> **TEXTAUSZUG**:
Basiskonto:Wirtschaftliches Stigma

Das Recht auf ein Basiskonto bei einer Bank ist nun bundesweit in Kraft getreten. Teuer und umständlich wird es jedoch für Flüchtlinge im Landkreis - durch den Kommunalpass

Von Florian Tempel, Erding

Seit Sonntag hat jeder, der sich legal in Deutschland aufhält, das Recht auf ein sogenanntes Basiskonto bei einer Bank seiner Wahl. Ziel und Inhalt des neuen Gesetzes ist es, dass insbesondere auch Flüchtlinge ein eigenes Konto führen können, aber auch Wohnungslose, ausländische Studenten oder Saisonarbeiter, die von manchen Banken bislang als Kunden abgelehnt worden waren. Die Sparkassen hatte sich schon länger verpflichtet, Jedermann-Konten anzubieten. Mit einem Basiskonto sind alle normalen Bankgeschäfte wie Ein- und Auszahlungen, Überweisungen und Daueraufträge möglich. Außerdem erhält jeder Kontoinhaber eine Geldkarte seiner Bank. Der einzige Unterschied zum normalen Girokonto: Es kann nicht per Dispokredit überzogen werden.

> **AUFGABEN**:
1: Fasse den Absatz im Text zum Basiskonto, der mit „Seit Sonntag hat jeder“ beginnt, als kurze Liste zusammen und behalte dabei die wichtigsten Fakten.
2: Wiederhole den Teil aus dem Text zum Basiskonto zwischen „Von Florian Tempel, Erding“ und „per Dispokredit überzogen werden.“ Wort für Wort, beide Stellen eingeschlossen.

> **EINGABEDATEN**:
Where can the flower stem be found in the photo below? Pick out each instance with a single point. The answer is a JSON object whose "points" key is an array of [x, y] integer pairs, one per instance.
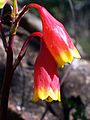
{"points": [[3, 36], [7, 81]]}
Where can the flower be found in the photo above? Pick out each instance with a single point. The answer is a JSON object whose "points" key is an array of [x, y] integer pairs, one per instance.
{"points": [[57, 39], [46, 81], [2, 3]]}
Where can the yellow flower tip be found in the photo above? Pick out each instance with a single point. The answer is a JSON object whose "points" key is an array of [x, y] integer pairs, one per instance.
{"points": [[48, 96], [67, 57], [76, 53]]}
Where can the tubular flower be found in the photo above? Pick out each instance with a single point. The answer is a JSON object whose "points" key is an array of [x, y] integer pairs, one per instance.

> **LÖSUNGEN**:
1:
- Seit Sonntag hat jeder, der sich legal in Deutschland aufhält, ein Recht auf ein Basiskonto bei einer Bank seiner Wahl.
- Das Gesetz soll vor allem Flüchtlingen ein eigenes Konto ermöglichen, aber auch Wohnungslosen, ausländischen Studenten und Saisonarbeitern, die manche Banken bisher abgelehnt hatten.
- Die Sparkassen hatten sich schon länger verpflichtet, Jedermann-Konten anzubieten.
- Möglich sind alle normalen Bankgeschäfte wie Ein- und Auszahlungen, Überweisungen und Daueraufträge. Dazu bekommt jeder Kontoinhaber eine Geldkarte seiner Bank.
- Der einzige Unterschied zum normalen Girokonto: Das Konto kann nicht per Dispokredit überzogen werden.

2:
Von Florian Tempel, Erding

Seit Sonntag hat jeder, der sich legal in Deutschland aufhält, das Recht auf ein sogenanntes Basiskonto bei einer Bank seiner Wahl. Ziel und Inhalt des neuen Gesetzes ist es, dass insbesondere auch Flüchtlinge ein eigenes Konto führen können, aber auch Wohnungslose, ausländische Studenten oder Saisonarbeiter, die von manchen Banken bislang als Kunden abgelehnt worden waren. Die Sparkassen hatte sich schon länger verpflichtet, Jedermann-Konten anzubieten. Mit einem Basiskonto sind alle normalen Bankgeschäfte wie Ein- und Auszahlungen, Überweisungen und Daueraufträge möglich. Außerdem erhält jeder Kontoinhaber eine Geldkarte seiner Bank. Der einzige Unterschied zum normalen Girokonto: Es kann nicht per Dispokredit überzogen werden.